# [AIM OF THE EXERCISE]
In the lines below, find the one that contains "side table in the photo above." and write it out exactly, along with every line that follows it.
-- START --
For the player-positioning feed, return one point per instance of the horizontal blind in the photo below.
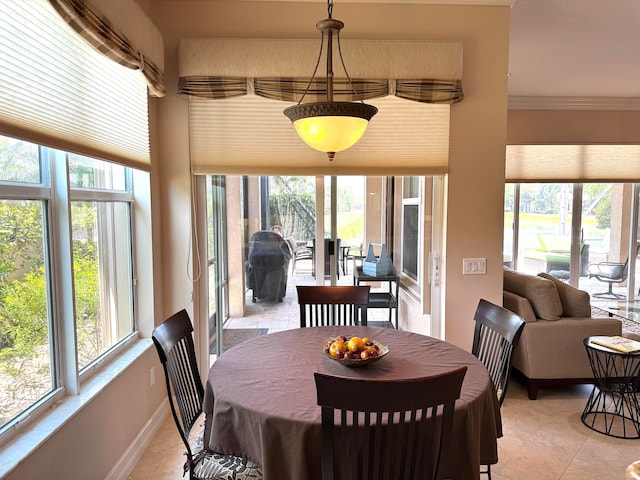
(251, 135)
(572, 163)
(56, 90)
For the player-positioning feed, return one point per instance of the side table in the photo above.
(612, 408)
(387, 299)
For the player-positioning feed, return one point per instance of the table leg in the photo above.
(612, 408)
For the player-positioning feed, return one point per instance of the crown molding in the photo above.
(573, 103)
(495, 3)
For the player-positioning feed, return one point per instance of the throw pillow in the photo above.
(541, 293)
(575, 302)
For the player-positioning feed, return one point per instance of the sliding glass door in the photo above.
(575, 232)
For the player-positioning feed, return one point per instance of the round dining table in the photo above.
(260, 398)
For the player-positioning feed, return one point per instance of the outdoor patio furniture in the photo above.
(609, 273)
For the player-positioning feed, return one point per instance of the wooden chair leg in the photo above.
(487, 472)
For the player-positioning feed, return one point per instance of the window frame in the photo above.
(411, 198)
(56, 194)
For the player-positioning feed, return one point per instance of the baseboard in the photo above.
(132, 455)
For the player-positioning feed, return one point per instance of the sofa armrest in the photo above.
(556, 350)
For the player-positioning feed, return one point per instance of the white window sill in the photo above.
(24, 443)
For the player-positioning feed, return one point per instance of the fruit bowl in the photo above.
(357, 362)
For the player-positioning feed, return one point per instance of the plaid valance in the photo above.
(293, 89)
(97, 29)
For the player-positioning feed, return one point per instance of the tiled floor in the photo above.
(543, 439)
-- END --
# [SOLUTION TO THIS EXERCISE]
For the player-positioning feed, return one point per instance of the side table in the photo above.
(612, 408)
(387, 299)
For the player-positioning feed, return one point per instance of the table leg in the photo above.
(612, 408)
For the player-positioning feed, return one point per instance of the crown molding in the photo above.
(573, 103)
(495, 3)
For the player-positioning feed, return one point per instance of the throw pillow in the photo above.
(541, 293)
(575, 302)
For the player-positioning feed, return one point per instance of the sliding glass door in the photo above.
(575, 232)
For the player-positioning feed, return one point per instance of the round dining table in the photo above.
(260, 398)
For the player-positioning feed, return one point per instance of the outdoor patio furniture in the photo above.
(609, 273)
For the player-positioning feed, return one point per instance of the wooden chair leg in the photo above.
(487, 472)
For the player-positioning feed, return one point per instance of the window frame in the photo above.
(411, 198)
(56, 194)
For the player-positioning feed, return one point per instance of the baseboard in the photo above.
(132, 455)
For the player-positioning feed, return one point per instance of the sofa armrest in the photo above.
(556, 350)
For the player-positioning feed, return one point per instance of the white window sill in the photo above.
(24, 443)
For the player-positioning feed, return one point per instance of the fruit bowl in the photo above.
(357, 362)
For the player-positioning feed, return one point per instance of the plaid valance in the photo above.
(293, 89)
(97, 29)
For the player-positioning feed, return one point per instance of the tiled floor in the photo above.
(543, 439)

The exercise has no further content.